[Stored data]

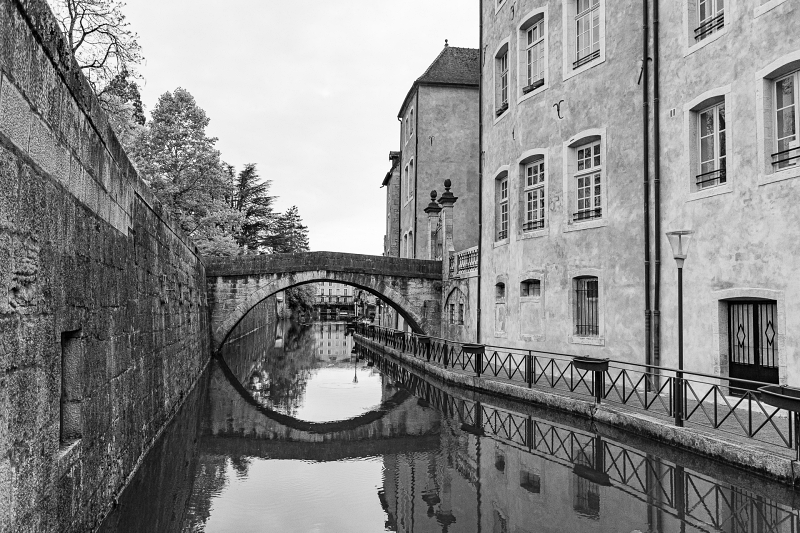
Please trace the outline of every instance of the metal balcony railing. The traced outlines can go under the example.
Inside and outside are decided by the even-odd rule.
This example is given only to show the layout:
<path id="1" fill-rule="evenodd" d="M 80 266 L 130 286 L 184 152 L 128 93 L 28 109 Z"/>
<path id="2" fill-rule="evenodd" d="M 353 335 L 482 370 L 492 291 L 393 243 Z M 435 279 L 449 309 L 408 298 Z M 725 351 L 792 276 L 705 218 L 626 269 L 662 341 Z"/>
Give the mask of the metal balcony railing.
<path id="1" fill-rule="evenodd" d="M 777 168 L 785 168 L 788 166 L 797 165 L 798 159 L 800 159 L 800 147 L 781 150 L 780 152 L 775 152 L 772 154 L 772 166 Z"/>
<path id="2" fill-rule="evenodd" d="M 694 39 L 695 41 L 702 41 L 715 31 L 722 29 L 725 25 L 725 13 L 720 13 L 716 17 L 710 18 L 695 28 Z"/>
<path id="3" fill-rule="evenodd" d="M 698 189 L 705 189 L 715 185 L 722 185 L 725 183 L 726 179 L 727 175 L 725 174 L 725 169 L 718 168 L 717 170 L 698 174 L 695 176 L 695 183 L 697 184 Z"/>

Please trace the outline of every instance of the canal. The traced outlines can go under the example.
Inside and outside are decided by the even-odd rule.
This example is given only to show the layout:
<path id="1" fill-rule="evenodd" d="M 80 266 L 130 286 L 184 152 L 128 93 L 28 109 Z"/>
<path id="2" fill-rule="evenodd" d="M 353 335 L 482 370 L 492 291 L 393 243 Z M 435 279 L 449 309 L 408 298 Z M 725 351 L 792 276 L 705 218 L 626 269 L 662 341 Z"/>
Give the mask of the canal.
<path id="1" fill-rule="evenodd" d="M 343 322 L 229 337 L 102 532 L 796 532 L 788 487 L 459 390 Z"/>

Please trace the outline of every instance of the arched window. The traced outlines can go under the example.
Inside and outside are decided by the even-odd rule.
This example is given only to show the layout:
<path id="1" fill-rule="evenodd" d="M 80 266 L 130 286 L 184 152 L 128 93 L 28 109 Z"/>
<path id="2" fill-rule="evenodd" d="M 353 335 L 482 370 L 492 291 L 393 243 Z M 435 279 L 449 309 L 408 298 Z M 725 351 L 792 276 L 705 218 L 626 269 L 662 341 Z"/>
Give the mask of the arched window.
<path id="1" fill-rule="evenodd" d="M 496 302 L 506 301 L 506 284 L 498 283 L 494 286 L 494 299 Z"/>

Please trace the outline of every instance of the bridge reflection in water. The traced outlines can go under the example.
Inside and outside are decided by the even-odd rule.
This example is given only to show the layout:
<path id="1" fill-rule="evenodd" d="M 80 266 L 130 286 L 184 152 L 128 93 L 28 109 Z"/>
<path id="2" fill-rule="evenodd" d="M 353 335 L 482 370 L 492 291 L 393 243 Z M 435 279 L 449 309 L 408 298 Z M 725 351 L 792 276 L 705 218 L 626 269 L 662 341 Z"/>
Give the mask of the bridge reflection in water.
<path id="1" fill-rule="evenodd" d="M 787 487 L 366 347 L 332 361 L 319 332 L 243 321 L 104 531 L 800 531 Z M 372 403 L 303 420 L 328 370 L 373 386 Z"/>

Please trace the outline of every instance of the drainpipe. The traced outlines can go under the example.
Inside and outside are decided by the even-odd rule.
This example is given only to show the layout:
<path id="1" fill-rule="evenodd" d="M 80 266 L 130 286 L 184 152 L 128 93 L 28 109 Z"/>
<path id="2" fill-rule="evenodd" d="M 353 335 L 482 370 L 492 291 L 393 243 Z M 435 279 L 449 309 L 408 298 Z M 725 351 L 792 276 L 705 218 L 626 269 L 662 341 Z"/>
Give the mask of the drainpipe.
<path id="1" fill-rule="evenodd" d="M 661 365 L 661 126 L 658 91 L 658 1 L 653 0 L 653 187 L 655 200 L 655 282 L 653 295 L 653 364 Z"/>
<path id="2" fill-rule="evenodd" d="M 481 342 L 481 242 L 483 241 L 483 0 L 478 2 L 480 22 L 478 24 L 478 309 L 475 326 L 475 342 Z"/>
<path id="3" fill-rule="evenodd" d="M 645 363 L 653 364 L 651 350 L 652 314 L 650 310 L 650 71 L 647 64 L 650 46 L 648 2 L 642 1 L 642 153 L 644 158 L 644 336 Z"/>

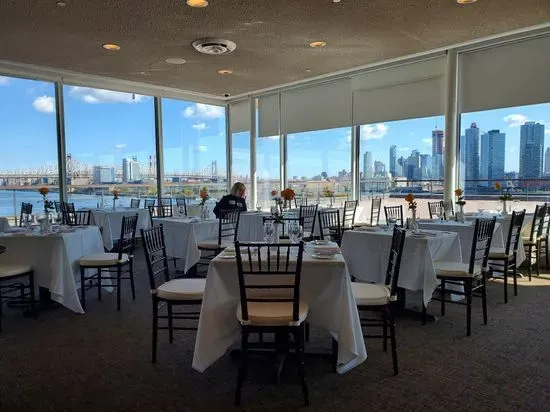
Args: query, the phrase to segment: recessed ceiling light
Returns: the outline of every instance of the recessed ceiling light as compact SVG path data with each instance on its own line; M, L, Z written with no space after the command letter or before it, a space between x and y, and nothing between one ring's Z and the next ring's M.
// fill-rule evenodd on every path
M103 43L101 45L101 47L103 47L105 50L109 50L109 51L119 51L120 50L120 46L118 44L115 44L115 43Z
M340 3L341 0L332 0L333 3Z
M312 41L311 43L309 43L309 47L313 47L316 49L320 47L325 47L326 45L327 45L327 42L323 40Z
M311 73L311 69L306 69L306 72L307 72L307 73Z
M218 70L218 74L220 74L222 76L229 76L232 73L233 73L233 70L229 70L229 69L220 69L220 70Z
M477 0L456 0L458 4L472 4L475 3Z
M190 7L206 7L208 2L206 0L187 0L187 5Z
M182 59L181 57L168 57L167 59L164 59L164 61L168 64L185 64L185 59Z
M55 5L56 5L57 7L65 7L65 6L67 5L67 3L64 2L64 1L58 1L57 3L55 3Z

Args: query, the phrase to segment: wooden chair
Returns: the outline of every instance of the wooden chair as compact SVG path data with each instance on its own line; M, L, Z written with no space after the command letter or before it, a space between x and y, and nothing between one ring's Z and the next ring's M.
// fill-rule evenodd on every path
M455 210L452 200L442 200L441 205L443 206L443 212L445 213L445 219L449 219L455 215Z
M70 225L71 216L76 212L74 203L72 202L61 202L61 223L64 225Z
M315 219L317 219L317 205L300 206L300 222L304 228L304 240L315 237Z
M61 213L63 209L61 209L61 202L58 200L54 200L53 202L55 213Z
M31 305L31 314L35 315L34 271L32 267L0 263L0 332L2 332L2 299L7 302L17 302L17 305L29 304Z
M510 222L510 229L506 236L505 248L491 248L489 251L489 270L504 274L504 303L508 303L508 274L510 271L514 276L514 296L518 294L518 271L517 258L518 246L521 236L521 227L525 218L525 210L522 212L513 212Z
M319 233L321 240L332 240L340 245L342 240L342 226L339 210L321 210L319 215Z
M357 211L357 200L346 200L344 203L344 213L342 215L342 229L353 229L355 224L355 212Z
M273 216L264 216L262 218L262 221L263 221L264 224L266 224L268 222L273 223L275 221L275 218ZM303 226L299 217L283 216L283 222L280 224L281 225L281 227L280 227L281 231L279 233L279 239L288 239L289 238L288 228L293 224Z
M68 226L89 226L92 219L91 210L73 210L63 212L63 221Z
M399 373L397 362L397 345L395 340L395 321L394 305L397 302L397 282L399 280L399 270L401 267L401 256L403 255L403 245L405 244L405 229L394 226L390 249L390 257L386 269L386 279L384 284L359 283L352 282L351 290L357 302L361 327L382 327L382 335L363 334L367 339L382 339L383 350L388 350L388 338L391 342L391 352L393 361L393 373ZM367 318L364 312L377 312L382 318ZM390 334L388 336L388 328Z
M443 201L439 202L428 202L428 211L430 212L430 219L434 219L439 217L443 217L444 220L447 220L447 216L445 214L445 208L443 207Z
M304 195L294 196L294 207L297 209L300 206L307 206L307 196L304 196Z
M149 206L149 219L154 226L156 218L172 217L172 206Z
M540 252L539 255L542 255L544 253L545 263L546 267L550 267L550 252L549 252L549 244L548 241L550 240L550 206L548 203L545 203L546 206L546 214L544 215L544 220L542 222L542 233L540 237Z
M434 262L437 279L441 282L437 288L439 297L433 300L441 302L441 316L445 315L445 302L466 305L466 336L472 331L472 297L481 293L483 307L483 324L487 324L487 260L495 230L496 218L477 219L470 253L470 263ZM447 285L463 286L464 291L447 289ZM463 295L466 302L447 300L447 294ZM423 307L423 321L426 318L426 307Z
M370 225L378 226L380 222L380 210L382 209L382 198L376 197L371 201Z
M533 215L533 224L529 237L523 237L523 247L527 255L527 268L529 271L529 281L533 273L533 259L537 270L537 276L540 276L540 243L542 239L542 229L544 218L546 217L546 204L537 205Z
M149 209L151 206L155 206L155 199L145 199L143 201L144 209Z
M237 320L241 326L242 359L235 391L235 405L248 369L248 357L255 349L273 350L286 356L293 350L298 366L305 406L309 405L303 362L305 321L309 307L300 300L304 243L268 244L235 242L240 302ZM296 260L294 261L294 257ZM262 282L269 277L270 282ZM290 278L290 279L289 279ZM259 280L258 280L259 279ZM286 291L286 293L284 293ZM275 334L274 341L250 341L251 334ZM292 335L293 339L289 339Z
M103 252L94 253L92 255L83 256L80 258L80 295L82 308L86 310L86 281L89 281L90 287L97 287L97 299L101 300L101 288L103 280L115 281L113 287L116 288L117 310L120 310L120 292L121 281L130 280L132 289L132 299L136 299L134 287L134 250L136 247L136 227L138 215L123 216L120 229L120 238L118 240L118 251L116 253ZM96 269L96 274L86 276L86 269ZM124 272L123 272L124 269ZM116 273L116 276L103 273ZM128 276L122 276L123 273L128 273ZM92 282L96 283L93 284Z
M386 215L386 224L389 225L389 219L395 219L395 224L403 227L403 206L384 206L384 214Z
M130 209L139 209L139 204L141 203L141 199L132 199L130 200Z
M209 253L205 256L201 256L201 264L209 263L211 259L237 240L241 209L220 210L219 216L218 238L212 241L197 243L201 254L202 252Z
M26 218L32 215L32 203L21 203L21 211L19 213L19 226L23 226L23 222Z
M143 250L147 262L151 298L153 300L153 345L152 362L157 361L157 337L159 329L168 330L170 343L174 342L175 330L197 330L202 297L206 279L171 279L164 243L162 225L152 229L141 229ZM191 311L174 312L174 307L187 307ZM167 314L159 314L166 307ZM159 326L160 319L168 321L167 326ZM174 326L174 320L197 321L193 326Z
M183 210L183 214L187 216L187 201L184 197L176 198L176 207L178 208L180 213L182 213Z
M172 198L171 197L161 197L160 198L160 204L162 206L170 206L172 207Z

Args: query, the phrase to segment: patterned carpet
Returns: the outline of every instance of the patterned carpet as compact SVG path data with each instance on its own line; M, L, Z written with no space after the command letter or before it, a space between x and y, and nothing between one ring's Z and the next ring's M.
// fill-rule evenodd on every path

→ PROBLEM: I need exact copies of the lines from the one holding "Args: query, the phrase to segment: patterned" through the end of the records above, and nothing beyond them.

→ COMPLETED TASK:
Args: query, the phrase to segment: patterned carpet
Returns: the outline of every instance of the patterned carpet as compact SVG path data with each instance on its own line; M, L, Z written with no space after the command letter or before it, a space between x and y, and nothing between one ring's Z and the next ring's M.
// fill-rule evenodd on every path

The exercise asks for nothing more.